*What is asked*:
Reproduce each of the rows below word for word, leaving nothing out and changing nothing.

_ _ _ _ _ _ _

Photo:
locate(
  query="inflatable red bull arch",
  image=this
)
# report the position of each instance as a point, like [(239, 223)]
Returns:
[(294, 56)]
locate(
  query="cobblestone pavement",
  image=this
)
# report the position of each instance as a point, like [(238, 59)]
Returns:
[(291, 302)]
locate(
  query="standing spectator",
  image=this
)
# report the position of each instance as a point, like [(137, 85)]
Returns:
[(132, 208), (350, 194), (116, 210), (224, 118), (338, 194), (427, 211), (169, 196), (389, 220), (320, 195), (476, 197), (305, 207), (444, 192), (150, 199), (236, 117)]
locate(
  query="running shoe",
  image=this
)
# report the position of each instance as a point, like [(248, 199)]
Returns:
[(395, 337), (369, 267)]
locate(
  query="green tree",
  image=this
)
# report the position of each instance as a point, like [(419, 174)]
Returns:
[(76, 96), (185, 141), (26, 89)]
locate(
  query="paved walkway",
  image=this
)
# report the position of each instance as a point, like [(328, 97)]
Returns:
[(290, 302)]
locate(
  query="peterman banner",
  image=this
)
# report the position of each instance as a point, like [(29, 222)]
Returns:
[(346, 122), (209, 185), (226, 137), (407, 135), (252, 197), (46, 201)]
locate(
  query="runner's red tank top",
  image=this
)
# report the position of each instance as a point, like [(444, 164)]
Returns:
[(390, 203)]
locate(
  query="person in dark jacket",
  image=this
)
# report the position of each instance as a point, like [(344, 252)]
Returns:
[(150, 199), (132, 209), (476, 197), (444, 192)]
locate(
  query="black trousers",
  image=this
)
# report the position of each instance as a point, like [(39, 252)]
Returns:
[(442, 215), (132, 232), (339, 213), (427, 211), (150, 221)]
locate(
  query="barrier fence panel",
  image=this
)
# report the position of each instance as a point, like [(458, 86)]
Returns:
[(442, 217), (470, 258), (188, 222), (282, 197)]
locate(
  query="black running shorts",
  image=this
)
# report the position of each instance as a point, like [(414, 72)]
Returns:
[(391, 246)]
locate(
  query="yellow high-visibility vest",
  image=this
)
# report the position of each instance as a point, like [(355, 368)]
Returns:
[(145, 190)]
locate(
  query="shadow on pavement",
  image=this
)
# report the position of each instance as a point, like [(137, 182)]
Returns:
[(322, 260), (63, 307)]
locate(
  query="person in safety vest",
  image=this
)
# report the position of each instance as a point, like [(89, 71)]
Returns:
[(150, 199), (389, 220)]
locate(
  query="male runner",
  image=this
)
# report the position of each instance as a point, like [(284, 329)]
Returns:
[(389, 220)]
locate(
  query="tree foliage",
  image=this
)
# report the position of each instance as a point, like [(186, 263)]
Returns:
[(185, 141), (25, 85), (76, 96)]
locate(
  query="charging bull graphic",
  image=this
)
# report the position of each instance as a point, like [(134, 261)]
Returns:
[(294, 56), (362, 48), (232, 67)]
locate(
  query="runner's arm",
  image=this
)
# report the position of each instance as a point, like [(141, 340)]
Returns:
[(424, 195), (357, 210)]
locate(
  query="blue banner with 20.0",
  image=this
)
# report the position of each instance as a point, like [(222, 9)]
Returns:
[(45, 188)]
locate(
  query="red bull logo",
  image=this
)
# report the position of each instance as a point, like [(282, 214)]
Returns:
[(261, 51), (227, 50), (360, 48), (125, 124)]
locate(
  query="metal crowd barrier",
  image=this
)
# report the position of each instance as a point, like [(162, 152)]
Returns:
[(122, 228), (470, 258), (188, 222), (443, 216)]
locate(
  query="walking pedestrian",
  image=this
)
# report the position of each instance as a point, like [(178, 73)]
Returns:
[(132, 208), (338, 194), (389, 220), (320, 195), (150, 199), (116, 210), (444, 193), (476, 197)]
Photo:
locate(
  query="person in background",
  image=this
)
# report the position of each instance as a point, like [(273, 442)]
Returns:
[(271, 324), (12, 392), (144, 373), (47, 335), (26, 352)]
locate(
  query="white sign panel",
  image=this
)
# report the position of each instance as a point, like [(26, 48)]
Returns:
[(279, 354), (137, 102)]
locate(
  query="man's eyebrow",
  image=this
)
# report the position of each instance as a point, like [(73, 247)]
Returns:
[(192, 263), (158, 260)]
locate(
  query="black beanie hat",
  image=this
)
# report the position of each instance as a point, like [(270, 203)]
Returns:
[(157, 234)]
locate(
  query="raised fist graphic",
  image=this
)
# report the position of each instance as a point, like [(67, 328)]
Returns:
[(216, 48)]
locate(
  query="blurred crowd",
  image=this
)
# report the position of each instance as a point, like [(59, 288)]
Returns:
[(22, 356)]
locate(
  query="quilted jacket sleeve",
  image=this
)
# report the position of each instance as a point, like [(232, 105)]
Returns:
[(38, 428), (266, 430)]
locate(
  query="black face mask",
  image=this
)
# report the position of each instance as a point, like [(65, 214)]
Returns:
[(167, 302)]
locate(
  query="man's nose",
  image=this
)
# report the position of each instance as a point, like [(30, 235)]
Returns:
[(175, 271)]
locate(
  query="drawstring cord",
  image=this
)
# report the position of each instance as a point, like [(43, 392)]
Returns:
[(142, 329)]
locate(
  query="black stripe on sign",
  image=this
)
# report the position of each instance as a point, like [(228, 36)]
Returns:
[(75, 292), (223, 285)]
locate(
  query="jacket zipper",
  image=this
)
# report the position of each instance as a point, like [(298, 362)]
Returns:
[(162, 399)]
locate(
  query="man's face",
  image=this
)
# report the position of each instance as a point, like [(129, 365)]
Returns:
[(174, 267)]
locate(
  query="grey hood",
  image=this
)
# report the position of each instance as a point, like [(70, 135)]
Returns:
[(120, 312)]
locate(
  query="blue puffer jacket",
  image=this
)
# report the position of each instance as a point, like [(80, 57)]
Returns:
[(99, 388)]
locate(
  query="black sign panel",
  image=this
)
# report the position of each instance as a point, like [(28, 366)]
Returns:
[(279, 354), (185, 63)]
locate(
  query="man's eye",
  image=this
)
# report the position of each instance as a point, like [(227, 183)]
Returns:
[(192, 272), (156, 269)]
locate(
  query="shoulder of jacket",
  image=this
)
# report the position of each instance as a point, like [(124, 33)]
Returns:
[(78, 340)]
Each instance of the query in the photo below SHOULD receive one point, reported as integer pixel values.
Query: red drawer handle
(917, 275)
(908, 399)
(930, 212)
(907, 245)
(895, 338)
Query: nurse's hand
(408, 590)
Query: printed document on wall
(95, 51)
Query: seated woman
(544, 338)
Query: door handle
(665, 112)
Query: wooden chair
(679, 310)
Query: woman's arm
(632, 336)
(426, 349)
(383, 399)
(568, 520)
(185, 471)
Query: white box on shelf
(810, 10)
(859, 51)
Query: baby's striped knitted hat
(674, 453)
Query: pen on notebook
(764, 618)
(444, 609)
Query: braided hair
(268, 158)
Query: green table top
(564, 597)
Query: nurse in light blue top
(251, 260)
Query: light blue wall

_ _ _ _ _ _ _

*Task response*:
Photo:
locate(
  query="inflatable red bull arch",
  image=this
)
# report the position of each instance as a point, like [(239, 223)]
Returns:
[(294, 56)]
locate(
  query="cobblestone pavement",
  image=this
)
# report the position of each instance as a point, like [(238, 59)]
Returns:
[(291, 302)]
locate(
  query="standing spectator",
  image=this
)
# report the position of each instance as a point, like [(137, 85)]
Returns:
[(132, 208), (350, 194), (116, 210), (224, 118), (338, 194), (427, 211), (169, 196), (389, 220), (320, 195), (476, 197), (305, 207), (444, 192), (150, 199), (236, 117)]
locate(
  query="running shoe",
  image=this
)
# report the position of each instance as a point, like [(248, 199)]
Returns:
[(395, 337), (369, 267)]
locate(
  query="green tree",
  image=this
)
# report the position of each instance as a point, like [(419, 174)]
Returns:
[(76, 96), (185, 141), (26, 89)]
locate(
  query="paved walkway",
  image=this
)
# report the position of each instance as a point, like [(328, 97)]
Returns:
[(290, 302)]
locate(
  query="peterman banner",
  image=this
)
# report the position of each instance as a point, like [(29, 222)]
Returns:
[(346, 122), (209, 185), (226, 137), (407, 135), (252, 197), (46, 201)]
locate(
  query="runner's red tank top",
  image=this
)
# report the position of each instance as a point, like [(444, 164)]
Returns:
[(390, 203)]
locate(
  query="person in dark jacket",
  image=this
)
# report the position of each instance as a point, like [(344, 252)]
Returns:
[(150, 199), (132, 209), (476, 197), (444, 192)]
locate(
  query="black trousers",
  image=this
)
# report the position of each instance as a point, like [(39, 252)]
Returns:
[(442, 215), (132, 232), (339, 213), (427, 211), (150, 221)]
locate(
  query="barrier fence panel",
  image=this
)
# report the position of each instance as a point, like [(458, 86)]
Returns:
[(442, 217), (470, 258), (188, 222), (282, 197)]
locate(
  query="black running shorts",
  image=this
)
# report the position of each instance as a point, like [(414, 72)]
Returns:
[(391, 246)]
locate(
  query="yellow high-visibility vest",
  image=this
)
# report the position of each instance as a point, like [(355, 368)]
Returns:
[(145, 190)]
locate(
  query="shadow on pavement",
  image=this
)
# report the position of each instance as a point, like [(137, 182)]
Returns:
[(322, 260), (63, 307)]
locate(
  query="person in safety vest",
  image=this
)
# report the position of each instance as a point, like [(89, 71)]
Returns:
[(150, 199), (389, 220)]
locate(
  query="male runner",
  image=this
)
# report the position of each instance as a point, like [(284, 329)]
Returns:
[(389, 220)]
locate(
  query="tree foliage",
  image=this
)
# report the position of each instance as a point, like [(186, 263)]
Returns:
[(185, 141), (25, 85), (76, 96)]
locate(
  query="charging bull graphic",
  image=this
)
# report the position of each instance as a point, like [(134, 261)]
Returns:
[(294, 56), (362, 48), (232, 67)]
locate(
  query="runner's arm",
  image=this
)
# report the position of each instance as a point, like [(141, 340)]
Returns:
[(424, 195), (357, 210)]
locate(
  query="blue banner with 20.0",
  image=this
)
# report the position of each instance as a point, like [(222, 9)]
Returns:
[(45, 188)]
locate(
  query="red bull logo",
  image=this
)
# report the position of each instance as a point, like [(282, 214)]
Returns:
[(261, 51), (227, 50), (360, 48), (125, 124)]
locate(
  query="metal crowd barrier",
  image=this
)
# report the position of each instance as a point, like [(162, 152)]
Returns:
[(122, 228), (470, 258), (188, 222), (443, 216)]
locate(
  query="walking pedestrian",
  image=this
)
# report the position of each instance as a point, like [(178, 73)]
Returns:
[(132, 208), (338, 194), (389, 220), (320, 195), (150, 199), (116, 210), (444, 193), (476, 197)]
Photo:
locate(
  query="person in background",
  image=this
)
# report the position of each instance as a point, like [(273, 442)]
Returns:
[(271, 324), (12, 392), (144, 373), (47, 335), (26, 352)]
locate(
  query="white sign panel",
  image=this
)
# report the position of each instance as a point, like [(26, 48)]
Returns:
[(279, 354), (137, 102)]
locate(
  query="man's eyebrow",
  image=this
)
# report the position of each instance as a point, like [(73, 247)]
Returns:
[(192, 263), (158, 260)]
locate(
  query="black beanie hat",
  image=this
)
# report the position of each instance as a point, like [(270, 203)]
Returns:
[(157, 234)]
locate(
  query="raised fist graphic",
  image=this
)
# report the position of each instance as a point, like [(67, 328)]
Returns:
[(216, 48)]
locate(
  query="blurred crowd",
  image=this
)
# report the position of each instance as a point, like [(59, 288)]
Returns:
[(22, 356)]
locate(
  query="quilted jacket sleeve",
  image=this
)
# report the position of each instance as a point, like [(232, 105)]
Returns:
[(38, 428), (266, 430)]
locate(
  query="black face mask",
  image=this
)
# report the position of each instance as a point, like [(65, 214)]
Returns:
[(167, 302)]
locate(
  query="man's nose",
  image=this
)
# report the position of each instance as a point, like [(30, 235)]
Returns:
[(175, 271)]
locate(
  query="drawstring cord",
  image=this
)
# report the position of each instance as a point, like [(43, 392)]
Returns:
[(142, 329)]
locate(
  query="black stripe on sign",
  image=this
)
# report the position of each instance as a point, like [(228, 36)]
Returns:
[(75, 292), (223, 285)]
locate(
  query="jacket zipper",
  image=this
)
# report the position of each instance as a point, like [(298, 362)]
Returns:
[(162, 399)]
locate(
  query="man's face",
  image=this
)
# report the position of each instance as a point, like [(129, 365)]
Returns:
[(174, 267)]
locate(
  query="grey hood",
  image=this
)
# report the position of each instance as a point, like [(70, 135)]
Returns:
[(120, 312)]
locate(
  query="blue puffer jacket",
  image=this
)
# report the position of each instance as a point, like [(80, 57)]
Returns:
[(99, 388)]
locate(
  query="black sign panel",
  image=this
)
# report the position of each instance as a point, like [(28, 366)]
Returns:
[(279, 354), (185, 63)]
locate(
  query="man's eye",
  image=this
)
# report the position of each instance as a point, like [(227, 183)]
Returns:
[(192, 272), (156, 269)]
locate(
  query="shoulder of jacket",
  image=this
)
# report the position of each instance as a point, like [(124, 33)]
Returns:
[(78, 340)]
Each instance of the query in the photo below SHOULD receive one point, reported as integer pixel values.
Query: red drawer handle
(917, 275)
(908, 399)
(930, 212)
(907, 245)
(895, 338)
Query: nurse's hand
(408, 590)
Query: printed document on wall
(95, 51)
Query: seated woman
(544, 338)
Query: door handle
(665, 112)
Query: wooden chair
(679, 310)
Query: woman's arm
(632, 336)
(426, 349)
(383, 399)
(568, 520)
(185, 471)
Query: white box on shelf
(810, 10)
(859, 51)
Query: baby's striped knitted hat
(674, 453)
Query: pen on notebook
(764, 618)
(444, 609)
Query: braided hair
(268, 158)
Query: green table top
(564, 597)
Query: nurse in light blue top
(251, 260)
Query: light blue wall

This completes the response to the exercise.